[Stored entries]
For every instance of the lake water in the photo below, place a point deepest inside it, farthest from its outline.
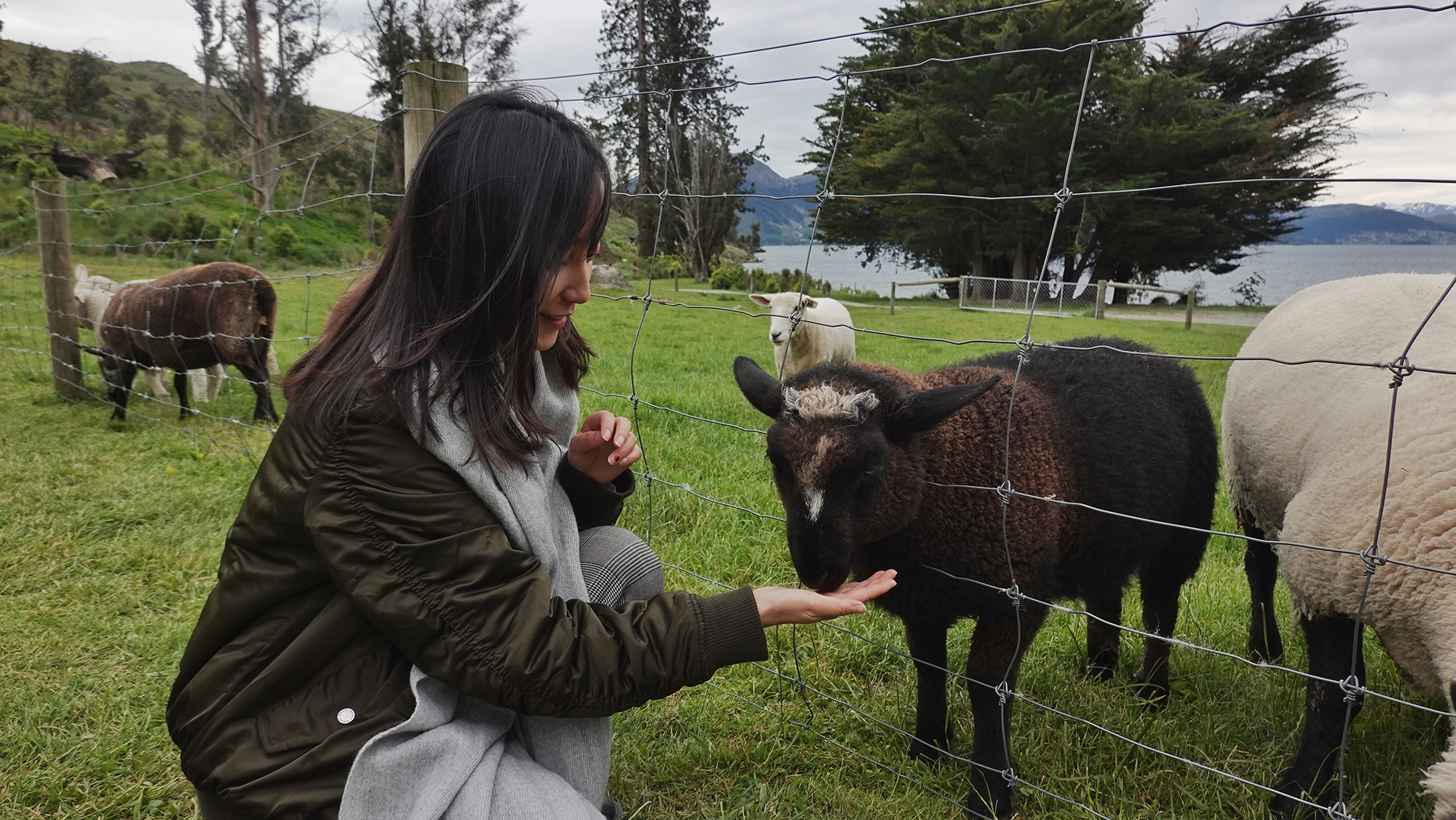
(1286, 269)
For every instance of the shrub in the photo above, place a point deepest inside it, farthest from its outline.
(283, 241)
(161, 231)
(197, 228)
(729, 277)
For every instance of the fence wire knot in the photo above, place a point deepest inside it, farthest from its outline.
(1014, 594)
(1024, 347)
(1372, 559)
(1352, 688)
(1400, 369)
(1005, 492)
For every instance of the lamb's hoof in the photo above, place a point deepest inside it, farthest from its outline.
(1272, 652)
(1155, 694)
(1285, 806)
(927, 754)
(989, 797)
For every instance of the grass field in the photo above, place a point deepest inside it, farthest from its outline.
(110, 537)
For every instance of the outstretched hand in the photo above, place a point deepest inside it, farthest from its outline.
(605, 448)
(784, 605)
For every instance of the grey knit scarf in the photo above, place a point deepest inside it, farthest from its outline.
(459, 758)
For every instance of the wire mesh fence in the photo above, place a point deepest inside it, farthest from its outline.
(704, 468)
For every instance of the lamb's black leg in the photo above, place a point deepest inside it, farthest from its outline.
(1103, 640)
(1160, 618)
(258, 378)
(933, 733)
(1332, 640)
(180, 385)
(1262, 567)
(995, 659)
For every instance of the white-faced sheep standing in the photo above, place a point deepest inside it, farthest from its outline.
(1305, 458)
(94, 295)
(807, 330)
(196, 318)
(860, 452)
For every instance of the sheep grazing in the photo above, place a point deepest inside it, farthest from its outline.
(94, 295)
(861, 452)
(825, 331)
(1305, 455)
(196, 318)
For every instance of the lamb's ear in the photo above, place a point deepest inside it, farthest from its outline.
(762, 391)
(922, 411)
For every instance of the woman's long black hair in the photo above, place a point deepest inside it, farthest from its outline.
(499, 197)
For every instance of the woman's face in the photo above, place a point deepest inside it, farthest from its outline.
(570, 289)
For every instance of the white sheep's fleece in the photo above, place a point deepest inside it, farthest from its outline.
(828, 403)
(1305, 457)
(826, 334)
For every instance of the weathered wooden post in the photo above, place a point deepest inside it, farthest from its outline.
(432, 90)
(59, 285)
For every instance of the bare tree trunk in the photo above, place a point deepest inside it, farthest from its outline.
(264, 171)
(647, 216)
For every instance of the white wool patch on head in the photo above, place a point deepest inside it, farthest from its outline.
(828, 403)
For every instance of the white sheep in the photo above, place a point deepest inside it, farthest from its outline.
(94, 295)
(1305, 451)
(823, 334)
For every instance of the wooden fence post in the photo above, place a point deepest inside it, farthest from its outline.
(59, 285)
(432, 90)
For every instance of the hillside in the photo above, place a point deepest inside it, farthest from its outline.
(1368, 225)
(183, 189)
(781, 222)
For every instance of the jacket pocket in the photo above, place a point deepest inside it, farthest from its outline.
(346, 697)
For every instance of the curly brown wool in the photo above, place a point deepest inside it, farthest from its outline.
(880, 470)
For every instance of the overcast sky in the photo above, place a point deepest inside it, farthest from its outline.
(1404, 58)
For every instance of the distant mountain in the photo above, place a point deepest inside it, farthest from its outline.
(1368, 225)
(781, 222)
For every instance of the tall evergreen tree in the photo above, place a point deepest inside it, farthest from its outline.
(670, 139)
(1259, 104)
(480, 34)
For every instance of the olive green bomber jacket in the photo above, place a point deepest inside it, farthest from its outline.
(357, 554)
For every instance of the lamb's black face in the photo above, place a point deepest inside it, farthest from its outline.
(831, 478)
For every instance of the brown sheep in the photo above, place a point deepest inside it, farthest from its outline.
(196, 318)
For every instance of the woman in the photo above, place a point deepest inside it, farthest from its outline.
(404, 623)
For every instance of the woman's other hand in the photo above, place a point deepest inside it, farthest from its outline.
(604, 448)
(784, 605)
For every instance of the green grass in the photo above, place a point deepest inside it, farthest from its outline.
(110, 537)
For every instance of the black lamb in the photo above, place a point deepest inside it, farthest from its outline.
(861, 455)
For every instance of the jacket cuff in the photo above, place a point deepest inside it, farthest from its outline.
(732, 630)
(595, 505)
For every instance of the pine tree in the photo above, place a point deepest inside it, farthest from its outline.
(477, 33)
(669, 125)
(1265, 103)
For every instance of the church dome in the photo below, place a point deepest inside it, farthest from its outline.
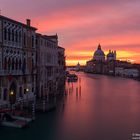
(99, 54)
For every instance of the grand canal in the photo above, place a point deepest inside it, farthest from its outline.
(95, 108)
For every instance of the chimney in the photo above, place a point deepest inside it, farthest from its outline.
(28, 22)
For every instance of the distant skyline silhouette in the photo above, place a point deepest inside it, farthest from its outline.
(82, 25)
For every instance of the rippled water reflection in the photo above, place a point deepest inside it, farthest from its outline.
(107, 108)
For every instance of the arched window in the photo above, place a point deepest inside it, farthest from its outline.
(24, 65)
(5, 63)
(20, 92)
(13, 35)
(5, 94)
(20, 64)
(9, 34)
(17, 64)
(5, 33)
(9, 64)
(13, 64)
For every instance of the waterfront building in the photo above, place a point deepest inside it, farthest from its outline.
(95, 65)
(50, 68)
(127, 72)
(17, 62)
(100, 64)
(111, 55)
(32, 65)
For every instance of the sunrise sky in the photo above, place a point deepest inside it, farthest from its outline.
(83, 24)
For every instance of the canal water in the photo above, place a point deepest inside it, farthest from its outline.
(94, 108)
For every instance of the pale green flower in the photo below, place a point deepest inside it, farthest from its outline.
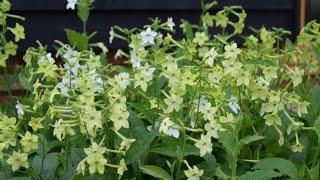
(173, 102)
(212, 129)
(231, 67)
(210, 57)
(297, 147)
(29, 142)
(17, 160)
(270, 72)
(296, 76)
(96, 163)
(193, 173)
(204, 145)
(18, 32)
(209, 112)
(242, 78)
(95, 149)
(2, 148)
(221, 19)
(122, 167)
(207, 19)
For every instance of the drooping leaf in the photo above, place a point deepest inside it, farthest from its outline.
(316, 125)
(315, 97)
(156, 172)
(143, 139)
(262, 174)
(78, 40)
(170, 149)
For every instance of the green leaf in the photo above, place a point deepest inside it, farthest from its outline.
(262, 174)
(229, 142)
(209, 166)
(315, 98)
(247, 140)
(283, 166)
(316, 125)
(24, 81)
(221, 174)
(143, 139)
(170, 149)
(156, 172)
(49, 165)
(3, 59)
(78, 40)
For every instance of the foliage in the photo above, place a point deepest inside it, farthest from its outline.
(198, 107)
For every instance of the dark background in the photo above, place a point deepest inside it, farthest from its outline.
(45, 19)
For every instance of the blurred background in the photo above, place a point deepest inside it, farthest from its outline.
(46, 20)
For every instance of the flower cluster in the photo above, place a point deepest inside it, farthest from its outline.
(177, 109)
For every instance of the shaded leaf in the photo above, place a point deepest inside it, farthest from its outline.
(78, 40)
(280, 165)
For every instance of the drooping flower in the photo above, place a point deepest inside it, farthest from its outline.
(29, 142)
(204, 145)
(111, 35)
(170, 23)
(210, 57)
(36, 123)
(173, 102)
(18, 160)
(96, 163)
(122, 167)
(200, 38)
(193, 173)
(169, 128)
(19, 108)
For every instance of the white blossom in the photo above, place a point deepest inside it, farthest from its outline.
(170, 23)
(148, 36)
(19, 108)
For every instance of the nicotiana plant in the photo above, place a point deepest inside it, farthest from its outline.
(198, 107)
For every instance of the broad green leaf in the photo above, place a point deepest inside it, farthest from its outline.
(247, 140)
(262, 174)
(170, 149)
(142, 136)
(280, 165)
(78, 40)
(156, 172)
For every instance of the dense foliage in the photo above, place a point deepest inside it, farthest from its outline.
(198, 107)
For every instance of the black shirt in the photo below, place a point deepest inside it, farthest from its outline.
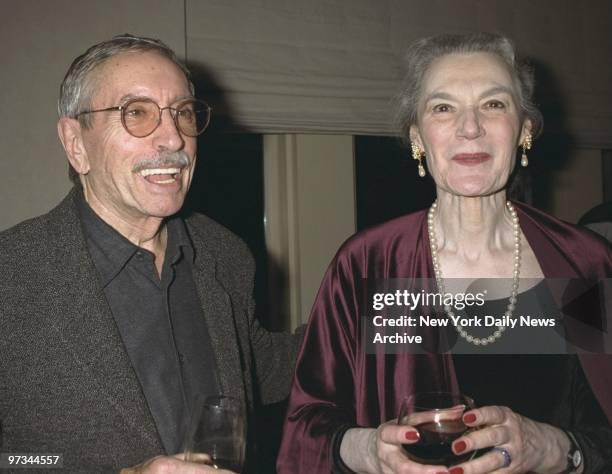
(160, 320)
(549, 388)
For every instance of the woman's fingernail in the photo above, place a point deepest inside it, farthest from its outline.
(459, 446)
(469, 418)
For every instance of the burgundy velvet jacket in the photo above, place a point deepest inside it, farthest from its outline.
(336, 383)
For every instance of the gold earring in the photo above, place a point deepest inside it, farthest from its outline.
(417, 154)
(526, 145)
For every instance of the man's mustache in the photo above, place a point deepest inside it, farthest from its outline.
(178, 159)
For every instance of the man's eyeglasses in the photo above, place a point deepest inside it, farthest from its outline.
(141, 117)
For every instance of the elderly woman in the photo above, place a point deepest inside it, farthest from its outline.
(466, 108)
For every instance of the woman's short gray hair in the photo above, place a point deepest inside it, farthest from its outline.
(424, 51)
(78, 87)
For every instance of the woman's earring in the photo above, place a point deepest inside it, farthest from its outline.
(526, 145)
(418, 154)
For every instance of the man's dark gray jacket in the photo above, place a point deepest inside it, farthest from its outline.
(66, 383)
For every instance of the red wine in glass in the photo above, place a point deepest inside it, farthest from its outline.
(438, 418)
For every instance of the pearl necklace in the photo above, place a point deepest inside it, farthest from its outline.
(478, 341)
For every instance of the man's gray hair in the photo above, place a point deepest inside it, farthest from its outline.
(425, 51)
(79, 84)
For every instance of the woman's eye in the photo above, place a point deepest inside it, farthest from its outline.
(441, 108)
(495, 104)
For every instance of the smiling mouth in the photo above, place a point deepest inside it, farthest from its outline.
(471, 159)
(161, 175)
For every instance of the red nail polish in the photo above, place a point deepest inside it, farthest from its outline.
(469, 418)
(460, 446)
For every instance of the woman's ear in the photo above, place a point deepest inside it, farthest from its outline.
(70, 134)
(415, 136)
(526, 130)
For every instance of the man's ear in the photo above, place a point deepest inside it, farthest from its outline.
(70, 134)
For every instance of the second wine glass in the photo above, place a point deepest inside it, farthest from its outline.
(217, 433)
(438, 418)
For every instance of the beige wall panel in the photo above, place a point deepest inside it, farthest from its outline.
(325, 206)
(310, 211)
(39, 40)
(577, 187)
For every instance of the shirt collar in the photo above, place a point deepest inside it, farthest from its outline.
(111, 251)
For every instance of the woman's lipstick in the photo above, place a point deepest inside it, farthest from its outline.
(471, 159)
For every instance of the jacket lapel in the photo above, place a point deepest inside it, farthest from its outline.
(217, 308)
(85, 323)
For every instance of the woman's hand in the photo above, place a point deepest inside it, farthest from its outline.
(530, 446)
(379, 451)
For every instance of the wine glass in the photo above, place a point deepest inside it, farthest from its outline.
(217, 433)
(438, 418)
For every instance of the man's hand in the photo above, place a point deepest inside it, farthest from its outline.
(175, 465)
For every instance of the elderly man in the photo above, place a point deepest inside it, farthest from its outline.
(114, 311)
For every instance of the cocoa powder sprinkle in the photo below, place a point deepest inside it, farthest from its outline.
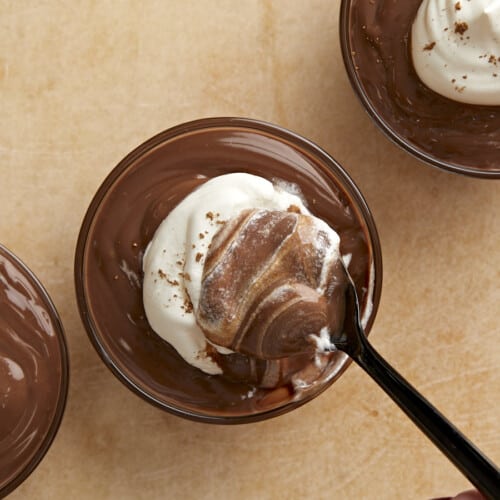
(461, 27)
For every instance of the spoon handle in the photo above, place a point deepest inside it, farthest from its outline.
(467, 458)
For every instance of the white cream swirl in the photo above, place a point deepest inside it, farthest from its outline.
(173, 262)
(456, 49)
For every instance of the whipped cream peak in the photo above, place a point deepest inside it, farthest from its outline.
(456, 49)
(174, 260)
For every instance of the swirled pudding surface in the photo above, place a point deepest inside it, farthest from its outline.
(379, 36)
(123, 225)
(32, 367)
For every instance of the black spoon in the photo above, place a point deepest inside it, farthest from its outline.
(352, 340)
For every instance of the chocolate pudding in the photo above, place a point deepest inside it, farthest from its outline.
(122, 219)
(33, 372)
(376, 46)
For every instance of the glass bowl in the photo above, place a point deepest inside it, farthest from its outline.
(34, 372)
(123, 216)
(375, 42)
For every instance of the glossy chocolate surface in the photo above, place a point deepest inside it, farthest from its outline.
(377, 50)
(121, 221)
(33, 372)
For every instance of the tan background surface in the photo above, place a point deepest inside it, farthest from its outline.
(84, 82)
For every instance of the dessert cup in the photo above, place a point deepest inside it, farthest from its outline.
(123, 216)
(375, 42)
(34, 372)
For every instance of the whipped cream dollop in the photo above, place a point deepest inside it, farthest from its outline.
(174, 260)
(455, 48)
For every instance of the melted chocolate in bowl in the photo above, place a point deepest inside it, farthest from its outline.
(375, 38)
(33, 372)
(123, 217)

● Exercise requirements: Rewrite the data as a numbered list, from its first line through the line containing "(1005, 492)", that line included. Skip any blank lines and leave out the pictures.

● Finished answer:
1. For every instance of the lake water in the photo below, place a point deepest inside it, farthest from its outline.
2. (1286, 269)
3. For every instance of the shrub in the photo above, place a point deepest inside it, farthest from its outline.
4. (283, 241)
5. (161, 231)
6. (197, 228)
7. (729, 277)
8. For every instance of the fence wire knot in the photo above, place a point deepest inside it, farthest from its outline.
9. (1014, 594)
10. (1024, 347)
11. (1372, 559)
12. (1352, 688)
13. (1400, 369)
14. (1005, 492)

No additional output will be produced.